**RECORDS SUPPLIED**
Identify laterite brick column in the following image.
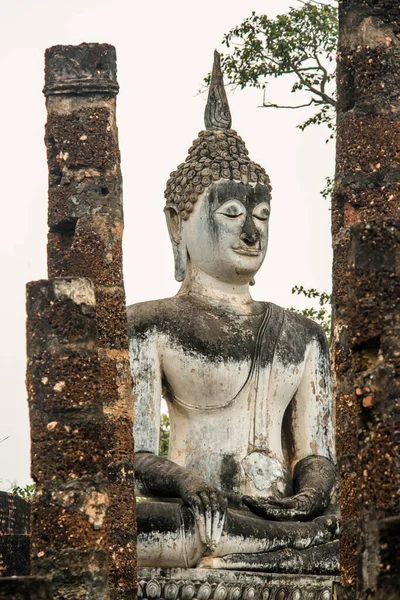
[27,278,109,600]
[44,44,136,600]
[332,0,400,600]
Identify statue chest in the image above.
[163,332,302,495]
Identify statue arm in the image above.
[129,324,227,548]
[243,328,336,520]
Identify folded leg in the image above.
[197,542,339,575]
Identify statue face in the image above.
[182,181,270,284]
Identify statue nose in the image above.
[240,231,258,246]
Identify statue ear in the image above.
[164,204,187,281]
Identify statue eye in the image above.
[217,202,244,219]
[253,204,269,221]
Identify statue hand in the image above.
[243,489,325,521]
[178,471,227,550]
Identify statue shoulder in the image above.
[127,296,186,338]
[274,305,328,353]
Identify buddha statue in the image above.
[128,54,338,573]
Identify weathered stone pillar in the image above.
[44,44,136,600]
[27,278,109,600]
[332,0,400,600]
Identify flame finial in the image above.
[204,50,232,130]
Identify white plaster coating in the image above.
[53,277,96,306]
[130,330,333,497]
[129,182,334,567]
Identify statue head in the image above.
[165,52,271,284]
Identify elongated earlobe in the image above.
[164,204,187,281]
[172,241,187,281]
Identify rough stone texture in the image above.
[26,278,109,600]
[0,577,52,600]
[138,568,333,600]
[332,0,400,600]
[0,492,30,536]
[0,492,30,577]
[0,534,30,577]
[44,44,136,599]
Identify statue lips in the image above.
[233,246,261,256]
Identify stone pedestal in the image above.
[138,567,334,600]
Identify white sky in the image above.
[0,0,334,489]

==

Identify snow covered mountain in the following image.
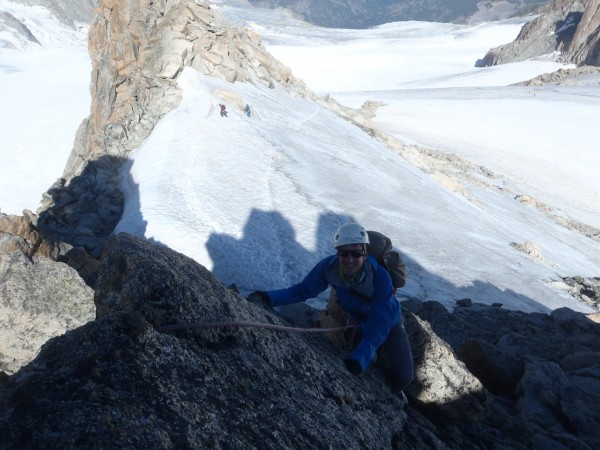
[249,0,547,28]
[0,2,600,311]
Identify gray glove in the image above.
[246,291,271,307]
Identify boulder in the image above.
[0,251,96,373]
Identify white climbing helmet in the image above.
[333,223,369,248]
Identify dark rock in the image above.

**SHORT PROBLEM**
Please write out the records from the line with "Identify weathered stone" up to and including the line with "[165,52,271,284]", replacing "flame finial" with "spire finial" and leaving everything else the same.

**TASK ANSWER**
Identify weathered stone pillar in the image above.
[44,44,136,600]
[27,278,109,600]
[332,0,400,600]
Identify spire finial in the image above.
[204,50,232,130]
Identify white plaster coating in the image above.
[53,277,96,306]
[130,330,333,497]
[129,182,334,567]
Identify statue head in the image above.
[165,52,271,284]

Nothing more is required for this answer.